[Prompt]: Your output must be the line containing "box: [96, 2, 247, 162]" followed by every later line in the entries below, all copied exactly.

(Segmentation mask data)
___

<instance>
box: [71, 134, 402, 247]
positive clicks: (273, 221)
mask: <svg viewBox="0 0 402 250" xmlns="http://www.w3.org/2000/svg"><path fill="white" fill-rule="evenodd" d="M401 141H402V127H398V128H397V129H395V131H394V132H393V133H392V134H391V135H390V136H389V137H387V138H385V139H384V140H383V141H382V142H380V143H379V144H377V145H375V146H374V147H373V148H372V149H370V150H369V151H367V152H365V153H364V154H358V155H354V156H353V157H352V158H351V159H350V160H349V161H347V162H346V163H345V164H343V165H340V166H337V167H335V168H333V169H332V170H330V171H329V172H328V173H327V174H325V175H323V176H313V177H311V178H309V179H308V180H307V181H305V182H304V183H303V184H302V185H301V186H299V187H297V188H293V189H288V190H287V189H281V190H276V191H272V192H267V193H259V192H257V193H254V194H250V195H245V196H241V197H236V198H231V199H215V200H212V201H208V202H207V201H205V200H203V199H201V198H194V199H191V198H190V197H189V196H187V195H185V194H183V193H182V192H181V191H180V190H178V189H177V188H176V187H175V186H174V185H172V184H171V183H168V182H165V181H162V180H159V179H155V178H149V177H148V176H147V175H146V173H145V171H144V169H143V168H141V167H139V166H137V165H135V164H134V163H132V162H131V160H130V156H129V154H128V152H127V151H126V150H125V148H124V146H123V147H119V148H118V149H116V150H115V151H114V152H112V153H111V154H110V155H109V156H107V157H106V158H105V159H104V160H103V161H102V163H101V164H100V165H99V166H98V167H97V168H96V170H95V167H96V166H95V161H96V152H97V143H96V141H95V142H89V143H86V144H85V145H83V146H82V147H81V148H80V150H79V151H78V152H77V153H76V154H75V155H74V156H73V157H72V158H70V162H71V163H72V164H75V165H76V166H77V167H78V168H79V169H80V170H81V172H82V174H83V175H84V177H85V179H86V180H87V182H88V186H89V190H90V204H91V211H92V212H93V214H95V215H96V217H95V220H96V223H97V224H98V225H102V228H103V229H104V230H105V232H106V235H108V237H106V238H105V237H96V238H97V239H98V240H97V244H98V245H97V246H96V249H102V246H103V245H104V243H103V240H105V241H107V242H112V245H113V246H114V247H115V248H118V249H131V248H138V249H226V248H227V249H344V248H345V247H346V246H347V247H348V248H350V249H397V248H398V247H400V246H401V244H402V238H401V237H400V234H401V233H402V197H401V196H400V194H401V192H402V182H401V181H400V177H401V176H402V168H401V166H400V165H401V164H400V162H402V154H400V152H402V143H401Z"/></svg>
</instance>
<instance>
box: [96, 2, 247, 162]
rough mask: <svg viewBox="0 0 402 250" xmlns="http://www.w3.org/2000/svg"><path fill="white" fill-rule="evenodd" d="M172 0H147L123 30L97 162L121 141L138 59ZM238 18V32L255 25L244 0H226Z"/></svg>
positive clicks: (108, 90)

___

[Worked solution]:
box: [96, 2, 247, 162]
rough mask: <svg viewBox="0 0 402 250" xmlns="http://www.w3.org/2000/svg"><path fill="white" fill-rule="evenodd" d="M172 0H147L123 30L97 162L121 141L138 59ZM238 18V32L255 25L244 0H226Z"/></svg>
positive clicks: (108, 90)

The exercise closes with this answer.